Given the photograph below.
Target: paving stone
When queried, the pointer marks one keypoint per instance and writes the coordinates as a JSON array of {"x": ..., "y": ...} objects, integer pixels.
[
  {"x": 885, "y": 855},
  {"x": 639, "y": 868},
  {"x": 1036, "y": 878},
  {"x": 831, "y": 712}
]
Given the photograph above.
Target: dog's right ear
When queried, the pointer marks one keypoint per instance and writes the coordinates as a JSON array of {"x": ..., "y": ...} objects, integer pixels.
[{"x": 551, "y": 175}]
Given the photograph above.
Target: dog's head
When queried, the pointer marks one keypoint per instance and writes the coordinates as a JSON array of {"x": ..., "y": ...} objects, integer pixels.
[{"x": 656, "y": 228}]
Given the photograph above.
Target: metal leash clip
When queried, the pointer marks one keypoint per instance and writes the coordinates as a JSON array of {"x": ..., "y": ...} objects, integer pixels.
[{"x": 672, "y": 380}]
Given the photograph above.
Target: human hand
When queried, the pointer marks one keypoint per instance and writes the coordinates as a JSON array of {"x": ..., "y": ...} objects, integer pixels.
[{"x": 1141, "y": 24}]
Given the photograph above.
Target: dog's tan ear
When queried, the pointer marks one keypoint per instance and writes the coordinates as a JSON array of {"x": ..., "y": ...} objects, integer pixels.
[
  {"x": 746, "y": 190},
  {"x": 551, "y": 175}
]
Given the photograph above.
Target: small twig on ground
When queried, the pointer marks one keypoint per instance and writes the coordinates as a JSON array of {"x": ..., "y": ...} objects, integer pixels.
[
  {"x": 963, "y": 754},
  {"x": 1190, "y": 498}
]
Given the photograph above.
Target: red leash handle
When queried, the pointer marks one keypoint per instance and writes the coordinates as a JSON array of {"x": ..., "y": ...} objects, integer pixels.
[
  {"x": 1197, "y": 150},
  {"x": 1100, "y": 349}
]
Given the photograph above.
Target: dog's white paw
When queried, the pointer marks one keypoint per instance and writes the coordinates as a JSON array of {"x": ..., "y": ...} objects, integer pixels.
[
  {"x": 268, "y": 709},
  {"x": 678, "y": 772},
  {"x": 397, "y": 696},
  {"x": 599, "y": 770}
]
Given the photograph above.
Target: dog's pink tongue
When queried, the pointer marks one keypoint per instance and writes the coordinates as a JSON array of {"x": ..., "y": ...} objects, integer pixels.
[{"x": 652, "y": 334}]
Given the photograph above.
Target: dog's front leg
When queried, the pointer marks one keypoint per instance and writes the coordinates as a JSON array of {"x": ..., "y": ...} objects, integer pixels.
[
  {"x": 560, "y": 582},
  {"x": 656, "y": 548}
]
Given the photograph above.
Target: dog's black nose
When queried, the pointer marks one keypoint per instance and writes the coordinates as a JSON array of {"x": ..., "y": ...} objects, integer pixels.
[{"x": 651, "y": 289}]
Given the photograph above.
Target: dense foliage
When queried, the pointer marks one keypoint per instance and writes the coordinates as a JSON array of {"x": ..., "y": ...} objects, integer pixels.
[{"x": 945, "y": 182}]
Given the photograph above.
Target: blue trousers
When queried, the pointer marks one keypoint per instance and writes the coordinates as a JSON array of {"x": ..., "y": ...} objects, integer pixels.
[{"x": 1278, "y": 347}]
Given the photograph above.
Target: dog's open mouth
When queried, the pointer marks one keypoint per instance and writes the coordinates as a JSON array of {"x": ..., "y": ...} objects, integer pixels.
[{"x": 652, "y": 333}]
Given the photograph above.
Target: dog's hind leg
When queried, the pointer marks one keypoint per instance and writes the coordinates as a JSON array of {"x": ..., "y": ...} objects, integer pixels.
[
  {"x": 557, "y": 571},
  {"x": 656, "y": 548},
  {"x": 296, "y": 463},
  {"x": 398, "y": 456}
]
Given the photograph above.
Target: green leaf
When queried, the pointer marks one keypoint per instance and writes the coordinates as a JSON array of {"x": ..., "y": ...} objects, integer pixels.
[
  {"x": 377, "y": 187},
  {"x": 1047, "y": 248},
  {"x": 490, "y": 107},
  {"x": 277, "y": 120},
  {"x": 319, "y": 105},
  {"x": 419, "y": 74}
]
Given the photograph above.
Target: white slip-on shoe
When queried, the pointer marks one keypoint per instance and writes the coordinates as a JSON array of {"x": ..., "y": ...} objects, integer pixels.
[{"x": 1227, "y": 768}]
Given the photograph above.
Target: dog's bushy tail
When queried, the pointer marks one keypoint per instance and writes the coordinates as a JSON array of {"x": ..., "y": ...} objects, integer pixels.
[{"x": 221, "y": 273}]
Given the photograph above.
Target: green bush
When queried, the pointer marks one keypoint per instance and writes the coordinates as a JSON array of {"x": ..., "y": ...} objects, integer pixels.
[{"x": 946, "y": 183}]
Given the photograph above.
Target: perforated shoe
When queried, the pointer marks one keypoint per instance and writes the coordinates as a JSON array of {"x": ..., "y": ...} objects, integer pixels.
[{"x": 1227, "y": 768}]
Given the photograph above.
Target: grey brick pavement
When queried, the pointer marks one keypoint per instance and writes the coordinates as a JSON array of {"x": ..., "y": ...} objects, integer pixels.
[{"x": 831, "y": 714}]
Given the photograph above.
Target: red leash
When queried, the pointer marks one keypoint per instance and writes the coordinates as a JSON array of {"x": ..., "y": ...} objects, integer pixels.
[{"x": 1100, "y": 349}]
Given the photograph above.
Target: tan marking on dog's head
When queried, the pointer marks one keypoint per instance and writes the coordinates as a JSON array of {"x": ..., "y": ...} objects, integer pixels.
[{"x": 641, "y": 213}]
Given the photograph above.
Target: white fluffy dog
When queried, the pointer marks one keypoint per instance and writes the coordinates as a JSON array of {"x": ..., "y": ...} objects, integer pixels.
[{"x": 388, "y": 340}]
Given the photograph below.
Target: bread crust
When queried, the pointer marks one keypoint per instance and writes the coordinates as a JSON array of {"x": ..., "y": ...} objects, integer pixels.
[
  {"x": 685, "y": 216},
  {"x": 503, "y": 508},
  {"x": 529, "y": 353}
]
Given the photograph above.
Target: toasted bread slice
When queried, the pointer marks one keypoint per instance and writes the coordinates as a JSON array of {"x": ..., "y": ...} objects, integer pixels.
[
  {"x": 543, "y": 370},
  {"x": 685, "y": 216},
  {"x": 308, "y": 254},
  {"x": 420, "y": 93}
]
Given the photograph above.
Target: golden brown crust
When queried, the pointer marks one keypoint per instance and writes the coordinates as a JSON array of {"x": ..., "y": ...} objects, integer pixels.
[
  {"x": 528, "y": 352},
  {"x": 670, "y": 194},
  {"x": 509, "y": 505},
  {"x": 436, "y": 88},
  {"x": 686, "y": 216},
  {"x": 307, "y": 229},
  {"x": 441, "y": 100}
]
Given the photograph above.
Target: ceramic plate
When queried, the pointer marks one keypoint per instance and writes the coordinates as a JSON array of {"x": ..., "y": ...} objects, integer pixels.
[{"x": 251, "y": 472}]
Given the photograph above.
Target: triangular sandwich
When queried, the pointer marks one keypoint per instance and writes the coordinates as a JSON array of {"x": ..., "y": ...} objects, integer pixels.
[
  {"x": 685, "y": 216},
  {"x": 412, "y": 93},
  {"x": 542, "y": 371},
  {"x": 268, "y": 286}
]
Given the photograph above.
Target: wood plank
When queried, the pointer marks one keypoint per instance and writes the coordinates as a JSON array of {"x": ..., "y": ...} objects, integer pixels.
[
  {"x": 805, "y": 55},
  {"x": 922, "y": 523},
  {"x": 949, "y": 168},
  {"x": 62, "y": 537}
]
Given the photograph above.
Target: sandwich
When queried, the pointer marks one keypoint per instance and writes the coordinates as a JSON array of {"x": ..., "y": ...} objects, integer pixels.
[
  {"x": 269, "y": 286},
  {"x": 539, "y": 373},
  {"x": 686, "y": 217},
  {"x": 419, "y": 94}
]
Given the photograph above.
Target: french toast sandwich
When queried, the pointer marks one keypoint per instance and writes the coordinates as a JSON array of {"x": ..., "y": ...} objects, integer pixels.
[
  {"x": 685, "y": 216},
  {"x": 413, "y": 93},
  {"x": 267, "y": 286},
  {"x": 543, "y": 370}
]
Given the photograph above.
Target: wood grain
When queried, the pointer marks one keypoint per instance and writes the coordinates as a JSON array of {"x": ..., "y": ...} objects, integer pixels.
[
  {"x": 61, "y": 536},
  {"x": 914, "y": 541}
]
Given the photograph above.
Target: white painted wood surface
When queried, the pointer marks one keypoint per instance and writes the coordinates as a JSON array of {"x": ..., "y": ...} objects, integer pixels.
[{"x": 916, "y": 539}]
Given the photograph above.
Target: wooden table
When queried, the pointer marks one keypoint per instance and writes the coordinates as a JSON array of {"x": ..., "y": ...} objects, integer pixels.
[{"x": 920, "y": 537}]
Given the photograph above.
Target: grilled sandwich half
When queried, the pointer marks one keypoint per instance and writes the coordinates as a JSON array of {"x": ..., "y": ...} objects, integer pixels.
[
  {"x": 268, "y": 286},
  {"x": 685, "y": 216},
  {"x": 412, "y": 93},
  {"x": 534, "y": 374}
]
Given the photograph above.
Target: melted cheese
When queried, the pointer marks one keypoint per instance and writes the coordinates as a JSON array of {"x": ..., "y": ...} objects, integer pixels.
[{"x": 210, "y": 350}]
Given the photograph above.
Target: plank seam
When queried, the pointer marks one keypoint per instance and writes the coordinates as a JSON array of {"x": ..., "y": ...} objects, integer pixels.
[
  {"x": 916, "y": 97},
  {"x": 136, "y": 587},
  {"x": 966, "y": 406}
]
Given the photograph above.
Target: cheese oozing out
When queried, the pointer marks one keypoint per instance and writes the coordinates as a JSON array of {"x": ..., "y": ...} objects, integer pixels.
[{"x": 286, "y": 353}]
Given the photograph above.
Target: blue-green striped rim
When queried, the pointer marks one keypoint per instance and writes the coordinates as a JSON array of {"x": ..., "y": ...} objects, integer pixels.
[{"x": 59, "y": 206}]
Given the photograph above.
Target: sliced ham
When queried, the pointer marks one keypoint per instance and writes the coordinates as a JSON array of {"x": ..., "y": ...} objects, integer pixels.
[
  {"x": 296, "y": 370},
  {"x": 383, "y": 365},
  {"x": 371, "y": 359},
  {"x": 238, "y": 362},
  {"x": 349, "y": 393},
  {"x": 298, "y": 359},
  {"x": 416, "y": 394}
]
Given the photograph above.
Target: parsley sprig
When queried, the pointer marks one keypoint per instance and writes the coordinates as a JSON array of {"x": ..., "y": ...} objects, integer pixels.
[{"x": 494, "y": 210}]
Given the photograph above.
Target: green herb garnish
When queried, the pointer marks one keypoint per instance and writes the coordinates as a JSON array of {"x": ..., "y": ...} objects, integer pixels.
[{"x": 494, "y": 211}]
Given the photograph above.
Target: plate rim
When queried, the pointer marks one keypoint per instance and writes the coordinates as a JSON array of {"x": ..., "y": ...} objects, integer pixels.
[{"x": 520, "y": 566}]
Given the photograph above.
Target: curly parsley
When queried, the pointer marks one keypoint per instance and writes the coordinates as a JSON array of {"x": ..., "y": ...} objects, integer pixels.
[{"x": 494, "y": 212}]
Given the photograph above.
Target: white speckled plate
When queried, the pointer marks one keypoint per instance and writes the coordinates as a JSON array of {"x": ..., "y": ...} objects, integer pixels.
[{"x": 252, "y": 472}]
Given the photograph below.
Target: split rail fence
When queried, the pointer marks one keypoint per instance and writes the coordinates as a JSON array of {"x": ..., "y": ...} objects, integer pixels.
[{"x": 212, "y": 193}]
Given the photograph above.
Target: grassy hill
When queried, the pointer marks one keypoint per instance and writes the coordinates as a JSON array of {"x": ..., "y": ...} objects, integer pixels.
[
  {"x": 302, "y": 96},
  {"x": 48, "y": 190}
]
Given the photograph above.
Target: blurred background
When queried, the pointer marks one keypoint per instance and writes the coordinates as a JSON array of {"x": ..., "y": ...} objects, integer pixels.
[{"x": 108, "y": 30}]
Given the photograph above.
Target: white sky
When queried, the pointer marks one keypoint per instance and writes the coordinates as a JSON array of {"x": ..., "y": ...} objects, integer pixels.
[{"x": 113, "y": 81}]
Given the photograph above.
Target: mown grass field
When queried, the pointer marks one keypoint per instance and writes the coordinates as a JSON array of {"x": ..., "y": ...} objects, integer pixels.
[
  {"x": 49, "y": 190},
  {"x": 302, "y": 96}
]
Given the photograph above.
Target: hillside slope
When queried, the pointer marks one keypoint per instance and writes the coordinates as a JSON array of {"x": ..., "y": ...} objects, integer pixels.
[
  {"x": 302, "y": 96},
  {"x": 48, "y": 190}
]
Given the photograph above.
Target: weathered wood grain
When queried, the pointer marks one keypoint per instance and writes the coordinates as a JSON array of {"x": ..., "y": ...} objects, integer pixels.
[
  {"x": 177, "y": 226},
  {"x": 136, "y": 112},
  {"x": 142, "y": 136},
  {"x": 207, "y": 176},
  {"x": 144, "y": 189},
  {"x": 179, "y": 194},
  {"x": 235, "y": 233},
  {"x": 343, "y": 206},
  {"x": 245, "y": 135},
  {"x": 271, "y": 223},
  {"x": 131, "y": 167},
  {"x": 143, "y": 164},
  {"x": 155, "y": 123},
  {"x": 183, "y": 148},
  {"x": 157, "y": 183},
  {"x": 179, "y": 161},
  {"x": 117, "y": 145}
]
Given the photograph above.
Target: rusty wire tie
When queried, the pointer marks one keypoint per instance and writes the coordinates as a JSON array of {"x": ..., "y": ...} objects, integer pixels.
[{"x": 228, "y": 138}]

═══

== Exercise ==
Identify every line of the data above that contains the string "blue", and copy each one in full.

== Output below ==
Target: blue trousers
Target: blue-green striped rim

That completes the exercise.